(TASK INPUT)
++++++++++++++++++++

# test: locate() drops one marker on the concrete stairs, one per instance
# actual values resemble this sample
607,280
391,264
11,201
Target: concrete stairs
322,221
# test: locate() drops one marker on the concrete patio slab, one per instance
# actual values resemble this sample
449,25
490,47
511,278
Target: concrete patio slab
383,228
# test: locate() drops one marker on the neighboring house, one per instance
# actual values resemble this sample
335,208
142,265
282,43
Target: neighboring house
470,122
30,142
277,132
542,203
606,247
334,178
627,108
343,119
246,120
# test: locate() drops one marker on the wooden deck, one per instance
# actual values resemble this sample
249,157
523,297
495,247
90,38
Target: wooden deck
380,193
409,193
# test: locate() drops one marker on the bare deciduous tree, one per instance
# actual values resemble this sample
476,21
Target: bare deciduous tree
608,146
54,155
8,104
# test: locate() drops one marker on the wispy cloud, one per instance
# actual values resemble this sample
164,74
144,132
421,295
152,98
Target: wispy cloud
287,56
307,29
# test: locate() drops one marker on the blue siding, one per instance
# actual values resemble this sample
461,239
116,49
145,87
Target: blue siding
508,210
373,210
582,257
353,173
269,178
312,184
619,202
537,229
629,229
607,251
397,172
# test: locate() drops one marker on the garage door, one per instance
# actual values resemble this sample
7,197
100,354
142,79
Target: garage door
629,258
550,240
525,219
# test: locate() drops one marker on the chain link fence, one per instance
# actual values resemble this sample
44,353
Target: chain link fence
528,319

++++++++++++++++++++

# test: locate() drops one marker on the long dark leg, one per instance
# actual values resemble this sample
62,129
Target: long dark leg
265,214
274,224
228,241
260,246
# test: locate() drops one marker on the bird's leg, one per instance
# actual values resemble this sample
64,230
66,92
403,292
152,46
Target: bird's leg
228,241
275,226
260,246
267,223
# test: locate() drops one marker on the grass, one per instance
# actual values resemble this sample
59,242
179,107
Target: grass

++++++++++++++++++++

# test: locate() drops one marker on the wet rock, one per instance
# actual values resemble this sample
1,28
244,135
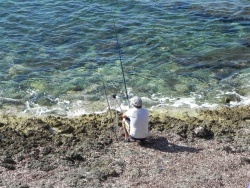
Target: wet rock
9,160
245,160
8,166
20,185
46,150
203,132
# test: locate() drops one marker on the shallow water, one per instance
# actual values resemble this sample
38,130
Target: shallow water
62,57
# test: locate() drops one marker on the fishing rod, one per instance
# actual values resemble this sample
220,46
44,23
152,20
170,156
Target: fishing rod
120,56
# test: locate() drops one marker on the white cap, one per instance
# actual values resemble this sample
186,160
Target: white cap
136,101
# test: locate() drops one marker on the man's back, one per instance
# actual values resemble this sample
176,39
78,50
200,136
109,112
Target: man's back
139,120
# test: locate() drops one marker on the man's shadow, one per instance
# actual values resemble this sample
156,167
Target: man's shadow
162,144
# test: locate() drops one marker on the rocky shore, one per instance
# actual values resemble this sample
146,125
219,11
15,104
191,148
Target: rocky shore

++++++++++++++++++++

(REQUIRED ACTION) Using the listing, collect all lines in which the string "grass" is found.

(RESPONSE AREA)
# test: locate() drops one marker on the grass, one per instance
Target: grass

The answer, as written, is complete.